=== What the exercise asks ===
Please output every one of the entries below word for word, with no changes.

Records
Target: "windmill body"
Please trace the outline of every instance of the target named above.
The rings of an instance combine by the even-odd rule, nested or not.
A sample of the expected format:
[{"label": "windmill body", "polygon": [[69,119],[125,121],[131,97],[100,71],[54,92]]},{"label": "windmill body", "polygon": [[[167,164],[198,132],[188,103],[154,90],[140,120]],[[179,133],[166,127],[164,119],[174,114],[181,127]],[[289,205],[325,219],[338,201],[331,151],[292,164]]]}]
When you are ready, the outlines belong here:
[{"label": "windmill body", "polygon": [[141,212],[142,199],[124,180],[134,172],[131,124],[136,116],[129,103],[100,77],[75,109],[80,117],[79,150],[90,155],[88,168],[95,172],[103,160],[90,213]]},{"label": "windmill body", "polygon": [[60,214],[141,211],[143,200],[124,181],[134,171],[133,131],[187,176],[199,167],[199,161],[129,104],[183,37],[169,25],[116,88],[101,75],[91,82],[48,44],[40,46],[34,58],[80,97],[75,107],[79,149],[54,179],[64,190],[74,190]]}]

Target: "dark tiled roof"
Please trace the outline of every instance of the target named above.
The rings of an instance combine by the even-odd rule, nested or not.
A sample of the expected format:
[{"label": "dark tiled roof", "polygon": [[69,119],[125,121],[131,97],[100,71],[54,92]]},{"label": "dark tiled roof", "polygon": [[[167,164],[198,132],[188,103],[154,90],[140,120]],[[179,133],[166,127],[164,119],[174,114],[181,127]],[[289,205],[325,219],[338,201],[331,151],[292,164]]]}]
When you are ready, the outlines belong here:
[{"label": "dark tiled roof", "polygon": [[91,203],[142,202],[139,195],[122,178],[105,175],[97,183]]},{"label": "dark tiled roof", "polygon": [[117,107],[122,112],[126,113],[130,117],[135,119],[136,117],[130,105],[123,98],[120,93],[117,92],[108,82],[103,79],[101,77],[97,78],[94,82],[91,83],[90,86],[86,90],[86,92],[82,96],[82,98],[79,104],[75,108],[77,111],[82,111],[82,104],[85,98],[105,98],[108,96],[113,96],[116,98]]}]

=== The solution ===
Target: "windmill body"
Please trace the outline of every instance of the target named above.
The rings of an instance combine by the even-odd rule, nested or not.
A sample of the expected format:
[{"label": "windmill body", "polygon": [[69,119],[125,121],[131,97],[100,71],[54,92]]},{"label": "windmill body", "polygon": [[[167,164],[198,132],[188,103],[154,90],[140,120]],[[179,133],[166,127],[164,119],[174,114],[181,127]],[[289,205],[325,219],[338,201],[331,151],[292,164]]]}]
When you are ready, the outlines belong here:
[{"label": "windmill body", "polygon": [[141,212],[142,199],[124,180],[134,172],[131,124],[136,116],[129,103],[100,77],[75,109],[80,117],[79,150],[90,155],[88,168],[95,172],[103,160],[90,213]]},{"label": "windmill body", "polygon": [[60,214],[141,211],[143,200],[124,181],[134,171],[133,131],[187,176],[199,167],[199,161],[129,104],[183,37],[169,25],[116,88],[101,75],[91,82],[48,44],[40,46],[34,58],[80,97],[75,107],[79,149],[54,179],[64,190],[74,190]]}]

Target: "dark tiled roof"
Please trace the outline of every instance of the target named above.
The rings of an instance combine by the even-odd rule, nested or not.
A sample of the expected format:
[{"label": "dark tiled roof", "polygon": [[69,119],[125,121],[131,97],[100,71],[54,92]]},{"label": "dark tiled roof", "polygon": [[[167,164],[198,132],[188,103],[154,90],[140,120]],[[179,133],[166,127],[164,119],[174,114],[181,127]],[[289,205],[325,219],[338,201],[331,151],[292,164]]]}]
When you are ready, the outlines belong here:
[{"label": "dark tiled roof", "polygon": [[91,203],[142,202],[139,195],[122,178],[105,175],[97,183]]},{"label": "dark tiled roof", "polygon": [[117,107],[122,112],[126,113],[130,117],[135,119],[136,117],[130,105],[123,98],[120,93],[117,92],[108,82],[103,79],[101,77],[97,78],[94,82],[91,83],[90,86],[86,90],[86,92],[82,96],[82,98],[79,104],[75,108],[77,111],[82,111],[82,104],[85,98],[105,98],[108,96],[113,96],[116,98]]}]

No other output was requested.